*Goal of the exercise*: Which lines in the entries below contain the string "curry"? Report every such line in full, treating uppercase and lowercase as different.

┄┄┄┄┄┄┄┄┄┄

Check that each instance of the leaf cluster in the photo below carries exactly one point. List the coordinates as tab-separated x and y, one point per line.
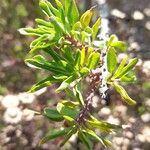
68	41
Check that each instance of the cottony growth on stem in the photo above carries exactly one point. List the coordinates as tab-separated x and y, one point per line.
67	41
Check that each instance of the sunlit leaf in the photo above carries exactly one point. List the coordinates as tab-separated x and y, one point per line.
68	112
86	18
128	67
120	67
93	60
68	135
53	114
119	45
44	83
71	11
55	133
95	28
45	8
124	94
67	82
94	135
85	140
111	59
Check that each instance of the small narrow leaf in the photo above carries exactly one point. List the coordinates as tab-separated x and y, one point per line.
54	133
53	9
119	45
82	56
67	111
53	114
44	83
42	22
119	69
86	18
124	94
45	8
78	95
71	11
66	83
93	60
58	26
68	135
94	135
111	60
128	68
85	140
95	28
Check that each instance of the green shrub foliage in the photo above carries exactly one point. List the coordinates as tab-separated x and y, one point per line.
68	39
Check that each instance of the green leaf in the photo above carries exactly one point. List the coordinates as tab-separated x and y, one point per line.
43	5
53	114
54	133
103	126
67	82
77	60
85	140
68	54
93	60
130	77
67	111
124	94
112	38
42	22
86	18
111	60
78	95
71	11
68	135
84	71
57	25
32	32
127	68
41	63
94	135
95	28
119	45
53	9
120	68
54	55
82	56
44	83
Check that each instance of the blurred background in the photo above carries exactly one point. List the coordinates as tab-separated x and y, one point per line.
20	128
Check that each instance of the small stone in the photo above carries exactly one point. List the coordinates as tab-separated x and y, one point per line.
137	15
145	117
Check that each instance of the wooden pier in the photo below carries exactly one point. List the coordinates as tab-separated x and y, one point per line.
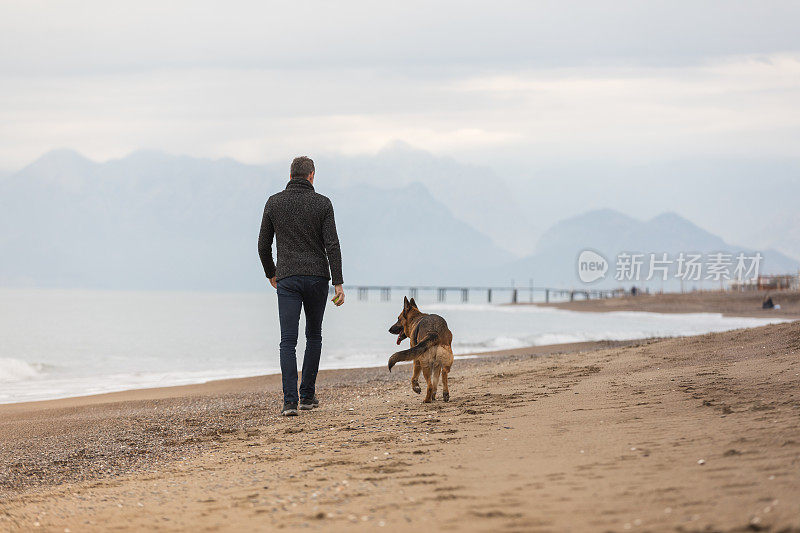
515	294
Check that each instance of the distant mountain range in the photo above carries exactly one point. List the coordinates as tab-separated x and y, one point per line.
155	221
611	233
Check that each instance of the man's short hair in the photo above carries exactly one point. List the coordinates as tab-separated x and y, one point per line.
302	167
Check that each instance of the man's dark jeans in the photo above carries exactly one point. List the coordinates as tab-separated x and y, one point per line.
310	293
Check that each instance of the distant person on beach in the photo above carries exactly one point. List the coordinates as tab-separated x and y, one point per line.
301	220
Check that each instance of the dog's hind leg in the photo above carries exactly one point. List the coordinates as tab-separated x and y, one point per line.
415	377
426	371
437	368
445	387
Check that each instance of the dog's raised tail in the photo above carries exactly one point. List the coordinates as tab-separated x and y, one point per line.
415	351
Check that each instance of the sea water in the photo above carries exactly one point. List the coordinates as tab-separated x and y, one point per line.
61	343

┄┄┄┄┄┄┄┄┄┄

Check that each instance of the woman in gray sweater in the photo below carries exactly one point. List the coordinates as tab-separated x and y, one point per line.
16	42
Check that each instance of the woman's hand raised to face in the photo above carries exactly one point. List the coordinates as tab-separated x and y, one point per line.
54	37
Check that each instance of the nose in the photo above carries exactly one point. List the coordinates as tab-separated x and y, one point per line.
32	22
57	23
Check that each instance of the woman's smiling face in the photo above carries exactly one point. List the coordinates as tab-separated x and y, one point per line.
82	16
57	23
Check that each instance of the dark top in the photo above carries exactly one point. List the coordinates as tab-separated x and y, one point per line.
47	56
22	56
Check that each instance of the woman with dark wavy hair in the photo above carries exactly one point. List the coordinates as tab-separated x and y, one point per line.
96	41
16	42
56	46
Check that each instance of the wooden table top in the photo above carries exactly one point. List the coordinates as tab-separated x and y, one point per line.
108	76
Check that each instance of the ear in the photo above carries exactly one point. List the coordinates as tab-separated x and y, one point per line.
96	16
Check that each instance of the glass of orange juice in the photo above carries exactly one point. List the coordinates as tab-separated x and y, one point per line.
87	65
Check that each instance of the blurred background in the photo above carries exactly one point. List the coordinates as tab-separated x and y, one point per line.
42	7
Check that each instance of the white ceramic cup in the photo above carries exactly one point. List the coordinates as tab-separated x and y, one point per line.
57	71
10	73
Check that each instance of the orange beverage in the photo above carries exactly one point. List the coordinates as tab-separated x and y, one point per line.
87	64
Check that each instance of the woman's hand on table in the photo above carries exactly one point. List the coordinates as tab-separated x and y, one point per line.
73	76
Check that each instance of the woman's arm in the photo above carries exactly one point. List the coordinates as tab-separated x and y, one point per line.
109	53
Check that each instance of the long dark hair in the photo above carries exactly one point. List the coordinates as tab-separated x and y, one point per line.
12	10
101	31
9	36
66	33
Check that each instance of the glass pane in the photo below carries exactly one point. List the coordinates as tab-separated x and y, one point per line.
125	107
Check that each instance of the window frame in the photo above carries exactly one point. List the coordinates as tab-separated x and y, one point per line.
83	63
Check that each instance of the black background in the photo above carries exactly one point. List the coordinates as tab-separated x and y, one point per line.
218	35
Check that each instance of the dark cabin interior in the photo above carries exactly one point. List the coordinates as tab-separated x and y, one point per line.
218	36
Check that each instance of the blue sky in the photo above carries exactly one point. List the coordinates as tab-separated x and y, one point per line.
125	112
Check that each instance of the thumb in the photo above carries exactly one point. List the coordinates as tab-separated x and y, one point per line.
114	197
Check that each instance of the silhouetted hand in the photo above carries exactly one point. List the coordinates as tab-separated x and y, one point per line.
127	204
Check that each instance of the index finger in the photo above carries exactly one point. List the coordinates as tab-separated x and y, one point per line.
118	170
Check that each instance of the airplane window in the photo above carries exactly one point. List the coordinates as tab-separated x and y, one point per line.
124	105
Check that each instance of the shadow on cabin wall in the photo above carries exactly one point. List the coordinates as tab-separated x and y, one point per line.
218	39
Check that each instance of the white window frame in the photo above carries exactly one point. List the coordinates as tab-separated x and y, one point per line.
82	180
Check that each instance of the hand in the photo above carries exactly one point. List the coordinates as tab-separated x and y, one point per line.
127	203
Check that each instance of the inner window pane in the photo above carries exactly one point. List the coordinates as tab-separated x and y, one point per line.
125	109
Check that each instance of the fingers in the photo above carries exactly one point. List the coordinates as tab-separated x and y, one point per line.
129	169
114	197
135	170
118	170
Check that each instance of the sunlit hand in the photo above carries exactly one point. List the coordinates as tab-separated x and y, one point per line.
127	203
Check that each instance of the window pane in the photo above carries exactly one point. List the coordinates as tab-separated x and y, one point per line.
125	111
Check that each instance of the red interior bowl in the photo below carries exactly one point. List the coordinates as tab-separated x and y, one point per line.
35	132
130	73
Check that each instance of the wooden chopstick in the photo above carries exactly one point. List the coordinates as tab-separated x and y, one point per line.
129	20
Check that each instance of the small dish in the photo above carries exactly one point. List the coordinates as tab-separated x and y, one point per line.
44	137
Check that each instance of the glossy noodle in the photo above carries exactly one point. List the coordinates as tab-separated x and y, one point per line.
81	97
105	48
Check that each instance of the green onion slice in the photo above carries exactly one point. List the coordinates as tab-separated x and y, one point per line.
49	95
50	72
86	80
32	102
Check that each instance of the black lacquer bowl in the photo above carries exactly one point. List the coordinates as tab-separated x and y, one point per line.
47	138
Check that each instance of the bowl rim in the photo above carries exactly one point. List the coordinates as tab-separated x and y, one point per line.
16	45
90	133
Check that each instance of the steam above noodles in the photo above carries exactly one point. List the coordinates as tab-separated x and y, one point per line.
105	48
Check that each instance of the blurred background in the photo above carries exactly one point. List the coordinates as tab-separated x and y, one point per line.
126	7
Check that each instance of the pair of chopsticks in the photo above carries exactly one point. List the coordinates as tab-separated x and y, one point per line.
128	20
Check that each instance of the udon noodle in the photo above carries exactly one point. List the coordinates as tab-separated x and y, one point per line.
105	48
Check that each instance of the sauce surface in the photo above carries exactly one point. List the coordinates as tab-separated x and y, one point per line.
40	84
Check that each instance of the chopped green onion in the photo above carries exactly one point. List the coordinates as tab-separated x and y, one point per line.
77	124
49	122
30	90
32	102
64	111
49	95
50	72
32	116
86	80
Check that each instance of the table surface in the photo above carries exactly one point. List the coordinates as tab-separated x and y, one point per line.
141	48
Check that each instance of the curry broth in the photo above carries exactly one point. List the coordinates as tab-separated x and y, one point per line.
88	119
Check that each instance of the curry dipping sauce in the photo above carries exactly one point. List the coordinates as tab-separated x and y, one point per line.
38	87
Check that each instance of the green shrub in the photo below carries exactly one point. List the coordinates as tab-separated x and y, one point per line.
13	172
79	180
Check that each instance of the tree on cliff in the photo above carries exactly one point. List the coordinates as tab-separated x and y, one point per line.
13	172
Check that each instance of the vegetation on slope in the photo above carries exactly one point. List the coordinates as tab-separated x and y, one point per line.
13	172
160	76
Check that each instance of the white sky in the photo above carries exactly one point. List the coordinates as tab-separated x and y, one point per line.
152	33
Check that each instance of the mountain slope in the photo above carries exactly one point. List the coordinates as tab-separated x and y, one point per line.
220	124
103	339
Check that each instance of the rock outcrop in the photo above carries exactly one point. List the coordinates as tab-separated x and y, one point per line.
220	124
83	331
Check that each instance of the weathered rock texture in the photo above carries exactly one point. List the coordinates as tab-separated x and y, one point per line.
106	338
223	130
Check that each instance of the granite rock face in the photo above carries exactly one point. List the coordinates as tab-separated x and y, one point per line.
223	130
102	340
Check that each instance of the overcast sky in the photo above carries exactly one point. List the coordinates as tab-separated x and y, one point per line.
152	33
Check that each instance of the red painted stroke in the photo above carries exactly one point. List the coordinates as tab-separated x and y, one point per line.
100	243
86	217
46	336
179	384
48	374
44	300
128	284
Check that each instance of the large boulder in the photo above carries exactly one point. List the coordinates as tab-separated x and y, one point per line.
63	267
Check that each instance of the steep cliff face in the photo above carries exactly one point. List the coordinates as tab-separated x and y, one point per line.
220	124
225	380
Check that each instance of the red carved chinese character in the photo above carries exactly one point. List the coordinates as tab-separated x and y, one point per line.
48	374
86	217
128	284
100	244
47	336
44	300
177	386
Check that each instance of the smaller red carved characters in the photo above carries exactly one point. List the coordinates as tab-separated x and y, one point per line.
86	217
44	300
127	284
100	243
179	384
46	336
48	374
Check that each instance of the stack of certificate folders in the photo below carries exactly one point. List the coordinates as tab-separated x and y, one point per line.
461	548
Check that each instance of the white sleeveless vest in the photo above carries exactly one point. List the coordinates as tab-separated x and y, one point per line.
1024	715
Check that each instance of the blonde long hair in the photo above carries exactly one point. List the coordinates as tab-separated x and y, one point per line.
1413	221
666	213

┄┄┄┄┄┄┄┄┄┄

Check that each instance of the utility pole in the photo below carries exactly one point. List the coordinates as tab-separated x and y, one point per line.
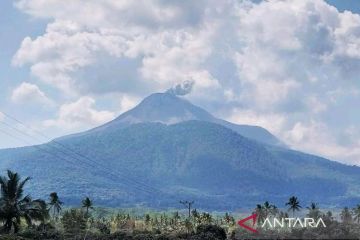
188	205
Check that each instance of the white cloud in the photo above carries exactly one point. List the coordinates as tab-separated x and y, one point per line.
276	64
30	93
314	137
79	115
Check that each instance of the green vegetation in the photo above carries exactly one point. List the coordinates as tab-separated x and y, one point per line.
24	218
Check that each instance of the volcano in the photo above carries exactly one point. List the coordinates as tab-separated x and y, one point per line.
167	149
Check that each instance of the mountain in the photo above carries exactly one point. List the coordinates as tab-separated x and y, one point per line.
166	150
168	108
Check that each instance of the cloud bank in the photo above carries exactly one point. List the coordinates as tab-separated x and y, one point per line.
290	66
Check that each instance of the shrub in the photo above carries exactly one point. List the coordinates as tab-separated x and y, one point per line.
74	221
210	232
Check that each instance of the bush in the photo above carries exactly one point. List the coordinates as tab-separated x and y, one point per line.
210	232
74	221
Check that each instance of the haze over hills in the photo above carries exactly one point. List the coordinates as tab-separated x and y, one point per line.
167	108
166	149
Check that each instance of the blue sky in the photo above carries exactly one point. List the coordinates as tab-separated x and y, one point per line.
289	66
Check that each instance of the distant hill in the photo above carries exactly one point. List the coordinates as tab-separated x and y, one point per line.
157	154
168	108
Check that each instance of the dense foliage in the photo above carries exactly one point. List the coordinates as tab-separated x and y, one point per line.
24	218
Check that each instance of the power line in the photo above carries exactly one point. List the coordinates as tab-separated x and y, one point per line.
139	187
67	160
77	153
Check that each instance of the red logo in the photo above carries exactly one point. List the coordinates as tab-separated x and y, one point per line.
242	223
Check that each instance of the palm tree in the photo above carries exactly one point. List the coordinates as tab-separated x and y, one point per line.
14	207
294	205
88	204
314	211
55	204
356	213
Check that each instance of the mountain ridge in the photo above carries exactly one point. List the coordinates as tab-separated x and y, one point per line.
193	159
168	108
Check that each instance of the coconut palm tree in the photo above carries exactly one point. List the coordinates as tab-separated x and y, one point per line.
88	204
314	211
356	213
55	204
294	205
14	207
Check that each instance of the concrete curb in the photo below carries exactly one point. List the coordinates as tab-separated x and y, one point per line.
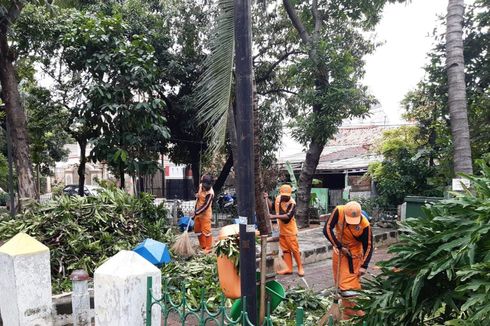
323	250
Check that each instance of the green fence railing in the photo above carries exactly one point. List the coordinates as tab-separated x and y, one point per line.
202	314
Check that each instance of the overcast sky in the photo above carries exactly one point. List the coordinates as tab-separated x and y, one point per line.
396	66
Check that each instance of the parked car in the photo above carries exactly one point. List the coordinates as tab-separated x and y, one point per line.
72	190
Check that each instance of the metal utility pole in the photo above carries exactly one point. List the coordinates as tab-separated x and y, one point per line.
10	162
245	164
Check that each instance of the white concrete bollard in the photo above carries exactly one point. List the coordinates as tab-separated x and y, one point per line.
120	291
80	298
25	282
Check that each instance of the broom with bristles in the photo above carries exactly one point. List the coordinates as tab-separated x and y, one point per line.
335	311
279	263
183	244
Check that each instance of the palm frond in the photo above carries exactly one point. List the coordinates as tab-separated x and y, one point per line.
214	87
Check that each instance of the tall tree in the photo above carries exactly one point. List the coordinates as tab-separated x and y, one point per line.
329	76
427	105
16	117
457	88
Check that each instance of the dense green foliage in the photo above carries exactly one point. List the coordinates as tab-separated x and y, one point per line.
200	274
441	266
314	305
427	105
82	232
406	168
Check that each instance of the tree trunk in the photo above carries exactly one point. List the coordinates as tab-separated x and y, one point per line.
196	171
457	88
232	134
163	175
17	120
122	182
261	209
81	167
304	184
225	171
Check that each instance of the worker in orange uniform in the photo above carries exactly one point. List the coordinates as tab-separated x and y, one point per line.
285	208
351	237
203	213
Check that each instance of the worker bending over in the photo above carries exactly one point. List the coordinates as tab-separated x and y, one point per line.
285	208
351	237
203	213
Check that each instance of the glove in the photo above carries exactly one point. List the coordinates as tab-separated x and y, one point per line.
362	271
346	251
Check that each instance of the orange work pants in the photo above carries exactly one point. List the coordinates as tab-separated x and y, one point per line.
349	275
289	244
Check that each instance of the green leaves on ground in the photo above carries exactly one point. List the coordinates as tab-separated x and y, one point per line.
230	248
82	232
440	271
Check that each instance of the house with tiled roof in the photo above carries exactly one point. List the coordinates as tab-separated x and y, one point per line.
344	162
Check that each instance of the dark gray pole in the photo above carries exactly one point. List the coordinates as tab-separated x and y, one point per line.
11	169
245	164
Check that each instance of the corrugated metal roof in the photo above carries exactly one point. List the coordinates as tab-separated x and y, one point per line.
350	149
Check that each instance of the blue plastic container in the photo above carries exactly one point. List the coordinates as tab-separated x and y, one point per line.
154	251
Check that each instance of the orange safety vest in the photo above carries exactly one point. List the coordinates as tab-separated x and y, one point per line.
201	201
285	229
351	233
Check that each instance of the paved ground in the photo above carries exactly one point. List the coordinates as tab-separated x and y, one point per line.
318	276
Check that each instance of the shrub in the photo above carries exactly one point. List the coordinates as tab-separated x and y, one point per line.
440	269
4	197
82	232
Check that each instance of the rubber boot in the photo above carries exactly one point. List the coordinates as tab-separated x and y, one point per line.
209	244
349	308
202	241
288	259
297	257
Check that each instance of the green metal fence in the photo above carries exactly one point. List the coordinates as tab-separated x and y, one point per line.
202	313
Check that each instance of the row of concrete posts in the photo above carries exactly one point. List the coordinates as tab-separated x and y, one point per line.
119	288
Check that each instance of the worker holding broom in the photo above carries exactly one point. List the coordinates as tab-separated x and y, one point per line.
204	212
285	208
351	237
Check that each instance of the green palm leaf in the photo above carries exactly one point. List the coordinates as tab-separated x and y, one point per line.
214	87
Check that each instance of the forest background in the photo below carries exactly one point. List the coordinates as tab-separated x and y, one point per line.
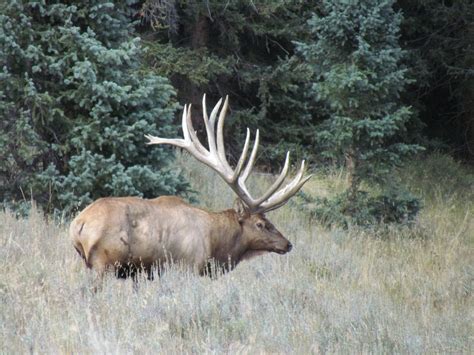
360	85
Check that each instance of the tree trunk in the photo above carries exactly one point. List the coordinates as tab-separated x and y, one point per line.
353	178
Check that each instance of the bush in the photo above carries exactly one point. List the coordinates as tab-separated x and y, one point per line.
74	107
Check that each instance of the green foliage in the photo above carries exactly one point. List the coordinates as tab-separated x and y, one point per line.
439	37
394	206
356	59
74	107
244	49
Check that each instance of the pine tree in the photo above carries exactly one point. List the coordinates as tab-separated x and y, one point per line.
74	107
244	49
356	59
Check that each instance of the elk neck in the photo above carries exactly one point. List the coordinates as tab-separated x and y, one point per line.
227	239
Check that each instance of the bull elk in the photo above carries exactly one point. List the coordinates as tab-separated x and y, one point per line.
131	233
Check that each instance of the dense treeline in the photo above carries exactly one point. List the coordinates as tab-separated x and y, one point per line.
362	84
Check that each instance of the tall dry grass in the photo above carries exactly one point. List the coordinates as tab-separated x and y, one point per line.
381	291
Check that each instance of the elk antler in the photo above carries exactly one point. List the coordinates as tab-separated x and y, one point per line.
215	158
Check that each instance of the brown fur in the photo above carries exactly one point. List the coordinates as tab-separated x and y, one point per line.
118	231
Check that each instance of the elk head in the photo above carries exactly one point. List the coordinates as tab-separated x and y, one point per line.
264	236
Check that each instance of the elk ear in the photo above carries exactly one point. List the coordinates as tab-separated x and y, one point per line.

┄┄┄┄┄┄┄┄┄┄

*Response to this exercise*:
Check that each instance of the curry broth in the photo above carries exactly one point. List the coordinates as tab-separated x and y, one point per line.
Check that each instance of the curry dipping sauce in the photo above carries exactly one point. List the coordinates as tab-separated x and y, one point per line.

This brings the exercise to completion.